**Records**
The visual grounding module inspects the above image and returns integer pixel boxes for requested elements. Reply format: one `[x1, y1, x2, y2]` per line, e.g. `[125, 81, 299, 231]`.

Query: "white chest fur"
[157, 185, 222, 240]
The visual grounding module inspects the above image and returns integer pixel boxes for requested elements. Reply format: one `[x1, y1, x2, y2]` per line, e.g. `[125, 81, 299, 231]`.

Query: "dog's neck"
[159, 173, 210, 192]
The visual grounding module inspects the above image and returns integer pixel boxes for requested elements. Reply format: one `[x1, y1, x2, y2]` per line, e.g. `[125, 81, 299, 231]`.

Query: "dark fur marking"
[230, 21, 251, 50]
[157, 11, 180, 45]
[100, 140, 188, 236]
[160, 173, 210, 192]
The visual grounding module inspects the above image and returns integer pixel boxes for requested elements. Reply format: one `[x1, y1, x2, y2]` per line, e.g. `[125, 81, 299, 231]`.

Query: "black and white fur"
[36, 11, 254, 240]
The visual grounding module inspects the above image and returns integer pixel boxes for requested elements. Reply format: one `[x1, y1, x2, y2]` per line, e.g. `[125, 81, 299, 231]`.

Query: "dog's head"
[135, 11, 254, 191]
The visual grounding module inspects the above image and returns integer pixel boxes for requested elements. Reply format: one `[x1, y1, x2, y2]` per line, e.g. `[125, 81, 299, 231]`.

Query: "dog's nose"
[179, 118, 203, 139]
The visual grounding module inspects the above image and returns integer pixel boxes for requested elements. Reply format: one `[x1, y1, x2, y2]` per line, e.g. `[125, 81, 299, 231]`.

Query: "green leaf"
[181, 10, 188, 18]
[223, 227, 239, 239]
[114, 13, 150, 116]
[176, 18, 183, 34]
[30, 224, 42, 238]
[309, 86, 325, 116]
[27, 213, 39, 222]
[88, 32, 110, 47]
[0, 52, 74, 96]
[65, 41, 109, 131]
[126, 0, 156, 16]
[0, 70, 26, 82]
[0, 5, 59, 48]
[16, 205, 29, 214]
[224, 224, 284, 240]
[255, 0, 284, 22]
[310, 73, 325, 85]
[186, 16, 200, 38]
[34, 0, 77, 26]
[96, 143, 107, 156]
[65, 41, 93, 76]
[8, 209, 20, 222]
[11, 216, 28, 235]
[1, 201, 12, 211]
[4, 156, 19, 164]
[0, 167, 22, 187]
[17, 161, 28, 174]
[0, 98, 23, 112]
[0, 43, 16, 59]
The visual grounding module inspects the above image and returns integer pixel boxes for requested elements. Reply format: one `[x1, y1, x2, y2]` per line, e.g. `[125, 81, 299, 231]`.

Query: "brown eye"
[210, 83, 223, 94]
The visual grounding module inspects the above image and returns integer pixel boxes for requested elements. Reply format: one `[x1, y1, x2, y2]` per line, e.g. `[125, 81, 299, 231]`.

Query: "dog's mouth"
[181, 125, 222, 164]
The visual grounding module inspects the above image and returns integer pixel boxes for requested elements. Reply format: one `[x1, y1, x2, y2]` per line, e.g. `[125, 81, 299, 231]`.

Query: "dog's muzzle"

**Work to complete**
Could every record be printed again exactly as it reads?

**Response area**
The visual grounding module inspects the above image and returns integer pixel boxes for requested elements. Reply format: one `[x1, y1, x2, y2]` per line, e.g. `[125, 81, 299, 231]`.

Query: "white chest fur"
[157, 185, 222, 240]
The visual grounding module inspects the above image and returns integer pixel boxes for requested elements. Reply format: one `[x1, y1, x2, y2]` per line, e.g. `[125, 81, 299, 231]`.

Query: "dog's neck"
[159, 173, 210, 192]
The visual grounding module inspects the above image and returns integer pixel boxes for requested elements. Reply format: one `[x1, y1, x2, y2]` per line, e.g. `[125, 81, 299, 231]`.

Query: "dark fur marking"
[230, 21, 251, 50]
[157, 11, 180, 45]
[100, 140, 188, 236]
[160, 173, 210, 192]
The visual grounding module inspects the above image and returns integer pixel boxes for requested elements. Reply format: one `[x1, y1, x2, y2]` per line, e.g. `[125, 81, 299, 231]`.

Query: "black and white fur"
[36, 11, 254, 240]
The visual grounding module inspects the above image and returns integer pixel boxes for requested elements. Reply format: one `[x1, y1, x2, y2]` per line, e.g. `[125, 81, 299, 231]`.

Query: "dog's head"
[135, 11, 254, 191]
The visual grounding module inspects the above image and returns integer pixel boxes for requested elements. Reply format: one `[x1, y1, x2, y2]` per line, e.g. `[125, 81, 299, 231]`.

Query: "dog's nose"
[179, 118, 203, 139]
The visual grounding module inspects the above image and returns integer pixel boxes for requested elements. Reply format: one `[x1, y1, x2, y2]` per line, e.g. `[125, 81, 299, 231]`.

Query: "green leaf"
[181, 10, 188, 18]
[223, 227, 239, 239]
[114, 13, 150, 116]
[176, 18, 183, 34]
[30, 224, 42, 238]
[309, 86, 325, 116]
[27, 213, 39, 222]
[88, 32, 110, 47]
[0, 52, 74, 96]
[65, 41, 109, 131]
[126, 0, 156, 16]
[0, 70, 26, 82]
[0, 5, 59, 48]
[16, 205, 29, 214]
[224, 224, 284, 240]
[255, 0, 284, 22]
[310, 73, 325, 85]
[186, 16, 200, 38]
[34, 0, 77, 26]
[96, 143, 107, 156]
[65, 41, 93, 76]
[8, 209, 20, 222]
[11, 216, 28, 235]
[1, 201, 12, 211]
[4, 156, 19, 164]
[0, 167, 22, 187]
[17, 161, 28, 174]
[0, 98, 23, 112]
[0, 43, 16, 59]
The visual grounding module inspects the above image and returns integer pixel boxes for requested elements. Reply format: one `[x1, y1, x2, y2]` per line, e.g. `[125, 81, 299, 231]`.

Query: "brown eye"
[210, 83, 223, 94]
The visual grounding module inspects the above image and returns integer pixel boxes for requested elements. Reply format: one `[x1, y1, x2, y2]` per line, e.g. `[125, 81, 299, 231]`.

Query: "dog's mouth"
[181, 125, 222, 164]
The visual grounding module inspects the above image and returns integer pixel boxes for requested elements. Reply format: one `[x1, y1, x2, y2]` per line, e.g. `[125, 81, 299, 231]`.

Query: "dog's muzzle"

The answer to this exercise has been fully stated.